• _Instructions to follow_:
Identify each line in the entries below that contains the word "dirt" and copy every such line in full. Case matters, so count only matches with the same capitalization.

-- START Task inputs --

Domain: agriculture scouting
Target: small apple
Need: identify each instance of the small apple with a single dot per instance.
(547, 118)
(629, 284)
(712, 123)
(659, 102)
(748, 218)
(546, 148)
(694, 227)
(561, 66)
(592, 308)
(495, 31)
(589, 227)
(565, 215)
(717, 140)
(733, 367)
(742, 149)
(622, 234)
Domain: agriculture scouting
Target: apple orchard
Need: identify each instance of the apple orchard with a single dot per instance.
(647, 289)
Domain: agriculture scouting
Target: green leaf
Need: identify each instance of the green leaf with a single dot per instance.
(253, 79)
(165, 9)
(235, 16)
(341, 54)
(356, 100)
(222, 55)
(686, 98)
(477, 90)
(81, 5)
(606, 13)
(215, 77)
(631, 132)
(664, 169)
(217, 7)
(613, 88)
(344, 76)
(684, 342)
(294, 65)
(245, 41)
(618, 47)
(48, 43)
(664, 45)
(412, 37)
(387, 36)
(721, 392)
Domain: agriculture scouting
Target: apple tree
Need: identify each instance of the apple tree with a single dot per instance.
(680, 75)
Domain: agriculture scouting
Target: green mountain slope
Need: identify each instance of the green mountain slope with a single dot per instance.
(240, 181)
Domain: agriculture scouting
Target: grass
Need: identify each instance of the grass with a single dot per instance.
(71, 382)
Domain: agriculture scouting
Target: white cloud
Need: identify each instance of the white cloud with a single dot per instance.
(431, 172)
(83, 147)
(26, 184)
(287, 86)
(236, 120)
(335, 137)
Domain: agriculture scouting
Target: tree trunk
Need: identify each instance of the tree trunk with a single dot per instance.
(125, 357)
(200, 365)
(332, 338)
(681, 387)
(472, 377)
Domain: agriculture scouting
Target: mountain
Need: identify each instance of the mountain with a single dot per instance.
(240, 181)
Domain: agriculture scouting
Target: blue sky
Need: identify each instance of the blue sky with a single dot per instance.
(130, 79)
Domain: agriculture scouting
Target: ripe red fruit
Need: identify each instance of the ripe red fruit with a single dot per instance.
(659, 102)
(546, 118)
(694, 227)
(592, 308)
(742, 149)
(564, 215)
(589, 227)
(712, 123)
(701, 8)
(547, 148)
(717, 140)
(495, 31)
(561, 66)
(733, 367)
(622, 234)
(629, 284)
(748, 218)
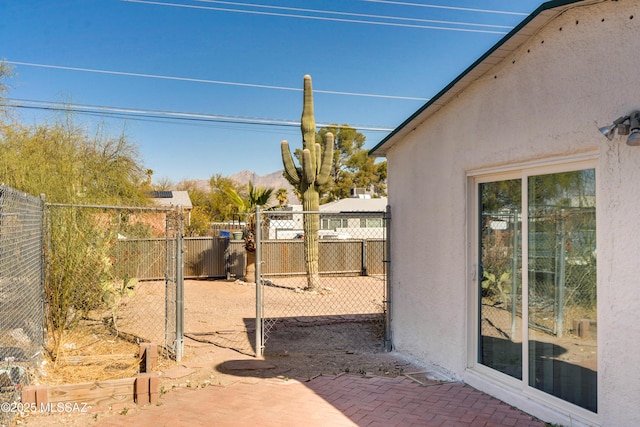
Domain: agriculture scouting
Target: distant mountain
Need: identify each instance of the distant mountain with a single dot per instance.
(273, 180)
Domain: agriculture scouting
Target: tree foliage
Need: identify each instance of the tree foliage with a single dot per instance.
(68, 165)
(352, 165)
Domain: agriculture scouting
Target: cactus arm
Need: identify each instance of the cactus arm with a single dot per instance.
(290, 170)
(308, 167)
(308, 121)
(327, 160)
(318, 163)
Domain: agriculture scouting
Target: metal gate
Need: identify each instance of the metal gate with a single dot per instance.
(98, 264)
(348, 307)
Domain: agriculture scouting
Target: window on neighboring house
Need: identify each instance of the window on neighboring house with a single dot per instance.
(370, 222)
(537, 258)
(333, 223)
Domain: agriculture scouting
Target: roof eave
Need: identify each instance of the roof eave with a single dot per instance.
(503, 48)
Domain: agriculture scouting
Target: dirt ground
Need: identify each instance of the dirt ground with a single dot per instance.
(219, 348)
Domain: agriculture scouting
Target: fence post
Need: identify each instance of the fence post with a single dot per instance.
(179, 286)
(388, 346)
(258, 234)
(363, 269)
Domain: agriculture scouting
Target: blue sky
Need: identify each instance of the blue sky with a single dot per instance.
(241, 60)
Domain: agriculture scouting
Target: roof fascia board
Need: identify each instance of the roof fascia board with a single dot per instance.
(515, 38)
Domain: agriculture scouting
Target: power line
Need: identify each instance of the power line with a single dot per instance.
(142, 114)
(319, 18)
(434, 6)
(360, 15)
(219, 82)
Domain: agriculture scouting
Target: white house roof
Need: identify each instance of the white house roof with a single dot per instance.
(354, 204)
(508, 44)
(172, 198)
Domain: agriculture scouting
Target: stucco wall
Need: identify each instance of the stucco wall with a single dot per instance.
(546, 101)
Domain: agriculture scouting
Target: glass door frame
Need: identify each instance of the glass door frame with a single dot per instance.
(474, 179)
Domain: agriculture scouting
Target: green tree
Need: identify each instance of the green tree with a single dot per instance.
(281, 196)
(256, 196)
(68, 165)
(352, 166)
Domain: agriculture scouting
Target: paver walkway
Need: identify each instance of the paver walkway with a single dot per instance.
(343, 400)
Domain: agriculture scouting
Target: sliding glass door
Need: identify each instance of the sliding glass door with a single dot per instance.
(537, 257)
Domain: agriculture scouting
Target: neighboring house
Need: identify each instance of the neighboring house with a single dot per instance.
(499, 188)
(357, 217)
(171, 198)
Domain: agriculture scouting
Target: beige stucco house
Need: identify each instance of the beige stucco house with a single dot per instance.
(516, 268)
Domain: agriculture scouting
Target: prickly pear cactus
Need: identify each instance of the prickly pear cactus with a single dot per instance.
(315, 171)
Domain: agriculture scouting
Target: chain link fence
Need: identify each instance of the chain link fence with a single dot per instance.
(346, 311)
(561, 272)
(108, 265)
(21, 298)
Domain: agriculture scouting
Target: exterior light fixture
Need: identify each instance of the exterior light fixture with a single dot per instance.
(625, 125)
(634, 124)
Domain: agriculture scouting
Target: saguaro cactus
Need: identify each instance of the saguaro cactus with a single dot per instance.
(315, 171)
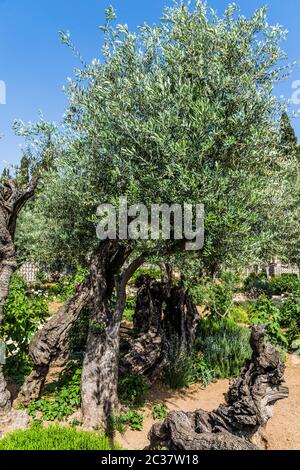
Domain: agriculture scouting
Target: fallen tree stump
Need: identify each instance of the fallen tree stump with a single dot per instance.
(248, 407)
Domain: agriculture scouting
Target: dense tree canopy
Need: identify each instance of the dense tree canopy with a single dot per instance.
(179, 112)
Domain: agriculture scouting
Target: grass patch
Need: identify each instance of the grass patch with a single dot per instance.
(54, 438)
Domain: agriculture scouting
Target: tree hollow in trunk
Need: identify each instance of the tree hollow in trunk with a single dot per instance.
(249, 406)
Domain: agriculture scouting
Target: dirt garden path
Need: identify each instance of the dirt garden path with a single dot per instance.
(283, 430)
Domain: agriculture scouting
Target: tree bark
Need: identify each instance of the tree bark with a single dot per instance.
(12, 200)
(101, 359)
(249, 406)
(156, 327)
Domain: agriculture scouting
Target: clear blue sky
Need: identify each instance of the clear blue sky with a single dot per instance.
(34, 65)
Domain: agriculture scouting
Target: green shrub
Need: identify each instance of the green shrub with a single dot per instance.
(79, 333)
(24, 311)
(286, 284)
(224, 345)
(221, 298)
(132, 390)
(290, 311)
(67, 285)
(61, 399)
(160, 412)
(130, 308)
(239, 314)
(177, 372)
(257, 284)
(200, 293)
(199, 370)
(264, 312)
(54, 438)
(132, 419)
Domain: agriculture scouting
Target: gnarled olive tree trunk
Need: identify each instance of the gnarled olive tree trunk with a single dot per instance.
(164, 313)
(51, 342)
(101, 358)
(12, 200)
(249, 406)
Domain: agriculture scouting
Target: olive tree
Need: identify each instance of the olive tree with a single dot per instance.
(180, 112)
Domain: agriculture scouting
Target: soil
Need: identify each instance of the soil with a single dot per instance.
(283, 429)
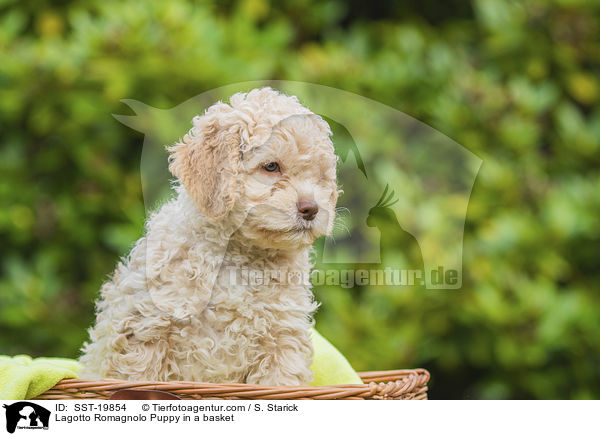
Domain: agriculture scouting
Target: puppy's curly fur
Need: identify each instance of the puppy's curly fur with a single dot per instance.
(177, 307)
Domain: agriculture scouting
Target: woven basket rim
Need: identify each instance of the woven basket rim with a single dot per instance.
(378, 384)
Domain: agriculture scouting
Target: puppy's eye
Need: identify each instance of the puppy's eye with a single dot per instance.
(272, 167)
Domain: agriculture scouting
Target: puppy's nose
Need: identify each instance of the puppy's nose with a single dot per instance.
(308, 209)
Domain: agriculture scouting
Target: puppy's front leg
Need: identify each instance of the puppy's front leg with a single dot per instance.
(285, 361)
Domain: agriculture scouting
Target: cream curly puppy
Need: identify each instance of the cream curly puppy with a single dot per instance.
(257, 185)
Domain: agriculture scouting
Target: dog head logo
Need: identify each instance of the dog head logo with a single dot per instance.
(379, 148)
(26, 415)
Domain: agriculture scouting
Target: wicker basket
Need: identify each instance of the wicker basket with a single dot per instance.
(379, 385)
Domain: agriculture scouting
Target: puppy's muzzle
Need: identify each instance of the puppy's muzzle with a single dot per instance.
(308, 210)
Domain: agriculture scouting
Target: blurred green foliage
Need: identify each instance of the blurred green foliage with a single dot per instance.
(517, 83)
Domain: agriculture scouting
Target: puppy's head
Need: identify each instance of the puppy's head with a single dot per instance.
(266, 158)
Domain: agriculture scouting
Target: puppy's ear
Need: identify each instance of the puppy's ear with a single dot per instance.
(206, 164)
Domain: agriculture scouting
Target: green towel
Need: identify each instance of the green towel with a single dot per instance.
(22, 377)
(329, 365)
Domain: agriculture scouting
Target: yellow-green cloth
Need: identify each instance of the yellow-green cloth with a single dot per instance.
(22, 377)
(329, 365)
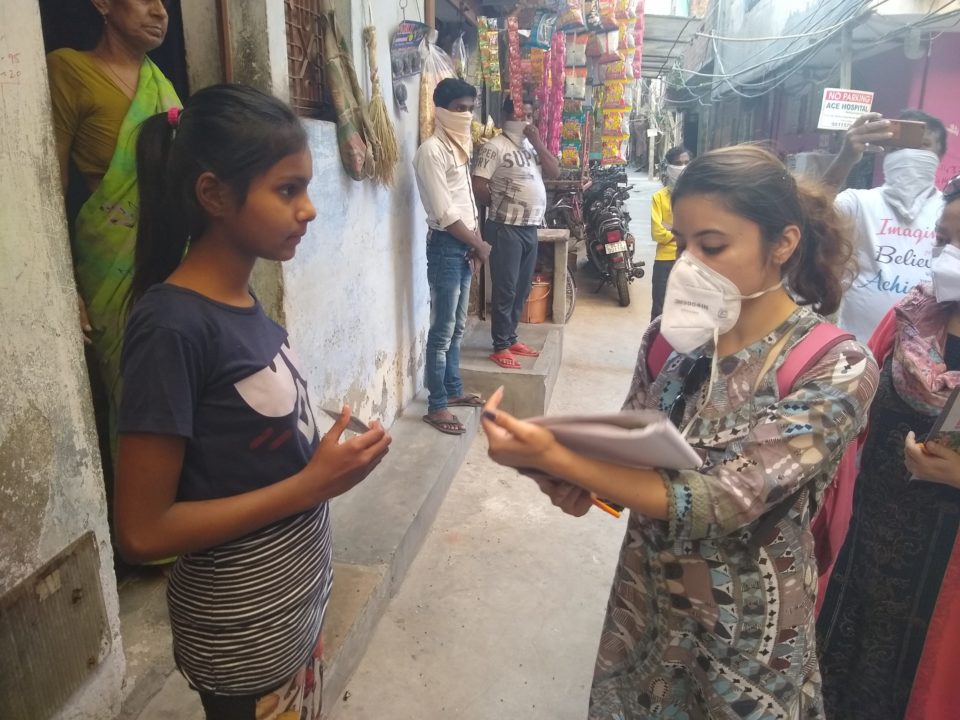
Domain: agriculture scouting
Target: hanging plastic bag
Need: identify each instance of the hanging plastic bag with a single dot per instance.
(541, 34)
(437, 65)
(353, 128)
(459, 55)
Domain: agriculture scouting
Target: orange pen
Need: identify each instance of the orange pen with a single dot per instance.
(606, 508)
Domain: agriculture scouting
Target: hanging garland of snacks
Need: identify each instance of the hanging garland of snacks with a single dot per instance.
(514, 62)
(489, 42)
(558, 77)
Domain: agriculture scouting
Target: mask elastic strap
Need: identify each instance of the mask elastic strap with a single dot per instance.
(704, 396)
(763, 292)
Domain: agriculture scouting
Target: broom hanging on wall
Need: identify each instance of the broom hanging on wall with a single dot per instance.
(386, 149)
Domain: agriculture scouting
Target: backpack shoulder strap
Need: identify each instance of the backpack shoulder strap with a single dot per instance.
(657, 354)
(806, 353)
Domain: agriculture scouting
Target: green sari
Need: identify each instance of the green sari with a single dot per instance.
(106, 230)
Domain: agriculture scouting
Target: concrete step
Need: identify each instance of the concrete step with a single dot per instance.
(378, 528)
(527, 390)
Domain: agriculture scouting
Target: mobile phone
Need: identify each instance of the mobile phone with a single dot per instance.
(906, 134)
(354, 425)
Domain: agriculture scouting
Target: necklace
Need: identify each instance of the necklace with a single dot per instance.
(115, 74)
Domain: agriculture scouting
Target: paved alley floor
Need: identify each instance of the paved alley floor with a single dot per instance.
(500, 613)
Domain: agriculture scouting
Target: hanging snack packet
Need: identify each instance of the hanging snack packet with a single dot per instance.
(608, 13)
(615, 94)
(514, 71)
(613, 152)
(608, 46)
(572, 18)
(577, 51)
(572, 128)
(488, 38)
(570, 155)
(576, 85)
(459, 54)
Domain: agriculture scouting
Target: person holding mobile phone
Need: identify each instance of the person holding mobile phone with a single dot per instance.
(893, 224)
(890, 618)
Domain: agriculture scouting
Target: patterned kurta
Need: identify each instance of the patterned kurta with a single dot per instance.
(711, 614)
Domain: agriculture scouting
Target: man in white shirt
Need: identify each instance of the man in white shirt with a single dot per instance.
(454, 248)
(894, 224)
(508, 179)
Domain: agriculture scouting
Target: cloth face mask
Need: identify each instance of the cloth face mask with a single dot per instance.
(673, 174)
(945, 273)
(700, 305)
(456, 126)
(513, 129)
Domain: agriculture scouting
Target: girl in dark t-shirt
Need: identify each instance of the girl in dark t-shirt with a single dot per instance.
(219, 459)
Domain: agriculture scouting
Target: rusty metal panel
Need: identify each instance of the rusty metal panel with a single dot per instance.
(305, 56)
(53, 633)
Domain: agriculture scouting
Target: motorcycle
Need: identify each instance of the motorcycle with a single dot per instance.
(610, 244)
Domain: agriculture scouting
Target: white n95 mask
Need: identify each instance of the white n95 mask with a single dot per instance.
(700, 305)
(945, 273)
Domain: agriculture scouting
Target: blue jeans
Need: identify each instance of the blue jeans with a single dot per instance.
(449, 274)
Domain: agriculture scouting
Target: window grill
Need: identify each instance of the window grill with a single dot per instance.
(305, 57)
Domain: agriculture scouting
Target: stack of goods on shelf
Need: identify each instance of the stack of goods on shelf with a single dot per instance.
(489, 52)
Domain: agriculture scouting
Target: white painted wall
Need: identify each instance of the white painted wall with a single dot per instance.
(356, 299)
(51, 489)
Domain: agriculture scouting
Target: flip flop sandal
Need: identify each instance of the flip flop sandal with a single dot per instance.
(470, 400)
(448, 427)
(505, 359)
(524, 350)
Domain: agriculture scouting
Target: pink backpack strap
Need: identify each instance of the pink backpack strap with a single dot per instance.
(657, 355)
(807, 353)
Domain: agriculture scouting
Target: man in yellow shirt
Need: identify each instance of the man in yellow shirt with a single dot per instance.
(661, 222)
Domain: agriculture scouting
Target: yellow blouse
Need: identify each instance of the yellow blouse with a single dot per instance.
(88, 110)
(661, 215)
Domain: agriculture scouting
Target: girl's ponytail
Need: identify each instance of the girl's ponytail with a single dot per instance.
(233, 131)
(820, 269)
(755, 184)
(161, 232)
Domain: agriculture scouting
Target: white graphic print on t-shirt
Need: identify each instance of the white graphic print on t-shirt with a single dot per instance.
(517, 194)
(892, 256)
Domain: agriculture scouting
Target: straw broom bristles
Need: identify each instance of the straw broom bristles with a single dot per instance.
(386, 149)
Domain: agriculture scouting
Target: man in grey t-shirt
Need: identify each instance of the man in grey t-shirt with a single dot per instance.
(508, 179)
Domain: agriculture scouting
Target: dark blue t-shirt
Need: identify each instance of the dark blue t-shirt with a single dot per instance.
(226, 379)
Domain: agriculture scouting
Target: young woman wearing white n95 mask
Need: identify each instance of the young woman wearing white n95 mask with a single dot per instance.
(890, 619)
(711, 614)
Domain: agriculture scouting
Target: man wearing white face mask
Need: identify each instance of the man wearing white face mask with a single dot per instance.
(661, 222)
(894, 223)
(508, 179)
(454, 248)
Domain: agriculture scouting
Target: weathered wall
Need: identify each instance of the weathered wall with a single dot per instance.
(356, 296)
(355, 299)
(51, 489)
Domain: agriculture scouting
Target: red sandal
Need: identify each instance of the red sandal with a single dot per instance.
(505, 359)
(524, 350)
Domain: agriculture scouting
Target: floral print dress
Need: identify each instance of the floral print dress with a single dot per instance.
(711, 613)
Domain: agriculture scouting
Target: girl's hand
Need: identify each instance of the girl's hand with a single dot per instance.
(337, 466)
(571, 499)
(932, 462)
(513, 442)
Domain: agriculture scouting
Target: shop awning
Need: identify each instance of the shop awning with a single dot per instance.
(665, 39)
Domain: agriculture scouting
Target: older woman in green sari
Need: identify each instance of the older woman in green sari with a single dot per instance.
(100, 97)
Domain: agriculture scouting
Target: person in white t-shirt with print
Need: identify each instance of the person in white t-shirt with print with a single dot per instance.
(893, 233)
(508, 179)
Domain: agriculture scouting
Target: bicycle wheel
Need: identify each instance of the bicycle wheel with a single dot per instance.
(571, 290)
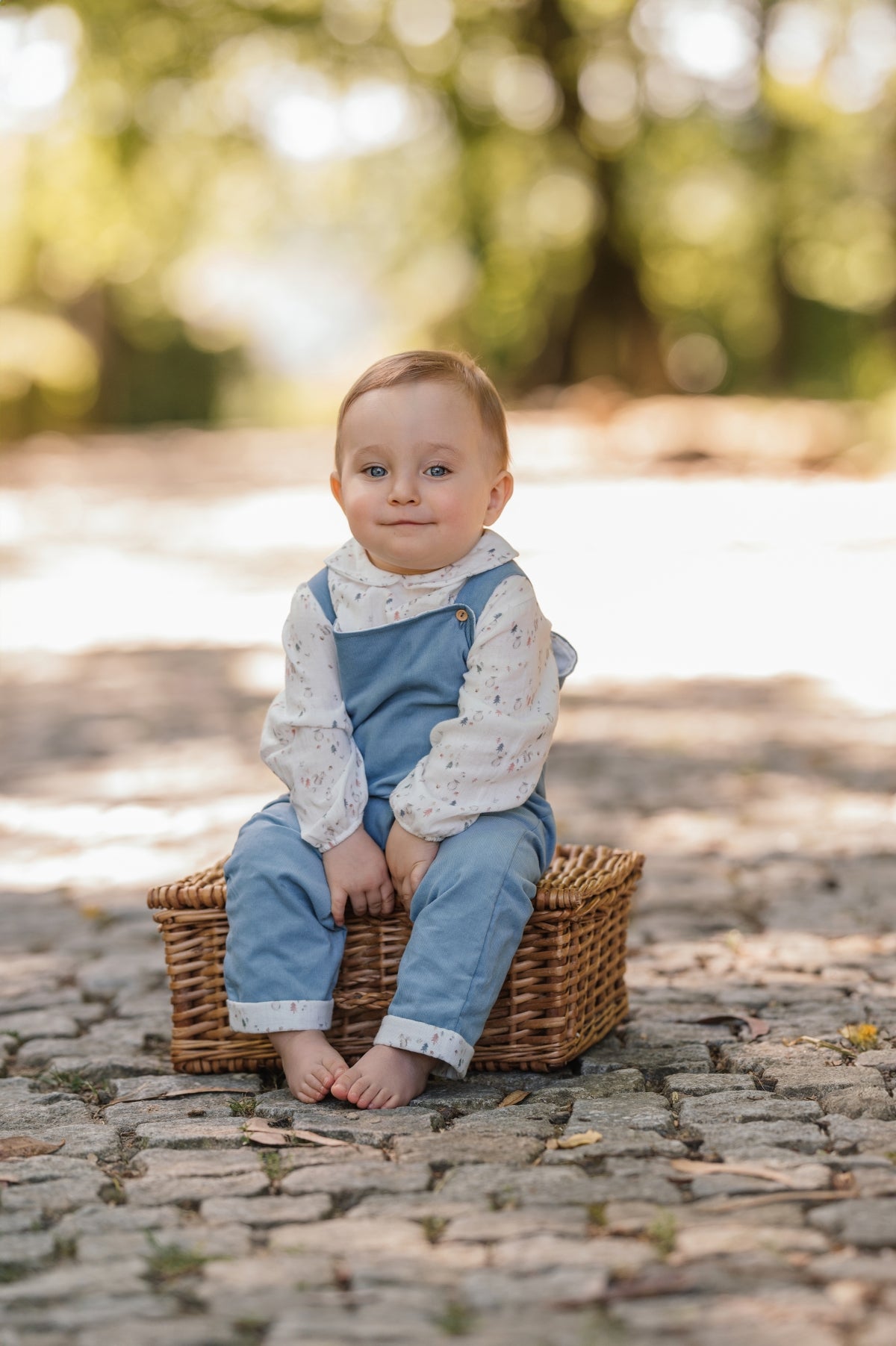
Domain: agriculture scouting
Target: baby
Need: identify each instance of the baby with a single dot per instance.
(420, 700)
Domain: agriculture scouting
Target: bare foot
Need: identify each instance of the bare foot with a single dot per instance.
(385, 1077)
(310, 1062)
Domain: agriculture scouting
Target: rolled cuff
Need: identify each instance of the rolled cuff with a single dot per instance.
(452, 1053)
(279, 1015)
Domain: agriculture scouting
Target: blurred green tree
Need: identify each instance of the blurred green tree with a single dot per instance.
(223, 209)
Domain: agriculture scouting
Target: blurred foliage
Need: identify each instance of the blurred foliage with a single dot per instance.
(224, 209)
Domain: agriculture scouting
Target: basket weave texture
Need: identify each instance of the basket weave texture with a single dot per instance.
(565, 988)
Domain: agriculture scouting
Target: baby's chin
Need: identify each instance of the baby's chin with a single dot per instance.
(419, 560)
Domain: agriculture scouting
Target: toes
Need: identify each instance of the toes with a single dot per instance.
(343, 1084)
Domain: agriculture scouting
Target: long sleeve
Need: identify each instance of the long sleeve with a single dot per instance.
(307, 737)
(490, 757)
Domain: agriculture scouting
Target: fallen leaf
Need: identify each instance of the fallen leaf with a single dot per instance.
(580, 1138)
(264, 1134)
(176, 1093)
(755, 1027)
(706, 1166)
(23, 1147)
(820, 1042)
(517, 1096)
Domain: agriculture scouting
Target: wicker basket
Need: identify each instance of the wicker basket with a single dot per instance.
(565, 988)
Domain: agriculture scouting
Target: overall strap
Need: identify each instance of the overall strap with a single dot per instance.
(319, 586)
(479, 588)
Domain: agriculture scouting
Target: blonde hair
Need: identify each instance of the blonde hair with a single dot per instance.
(447, 367)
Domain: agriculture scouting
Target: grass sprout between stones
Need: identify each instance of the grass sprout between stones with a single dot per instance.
(169, 1262)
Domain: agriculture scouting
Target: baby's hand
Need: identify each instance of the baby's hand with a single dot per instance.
(408, 858)
(357, 873)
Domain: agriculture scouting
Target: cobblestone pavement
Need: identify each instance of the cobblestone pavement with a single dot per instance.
(743, 1186)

-- END Task inputs --

• _Written answer_:
Target: dirt ground
Need: identify each instance of the dirt ground with a single dot per instance.
Target: dirt garden path
Need: identify each instance of the dirt garden path with a single dot per instance.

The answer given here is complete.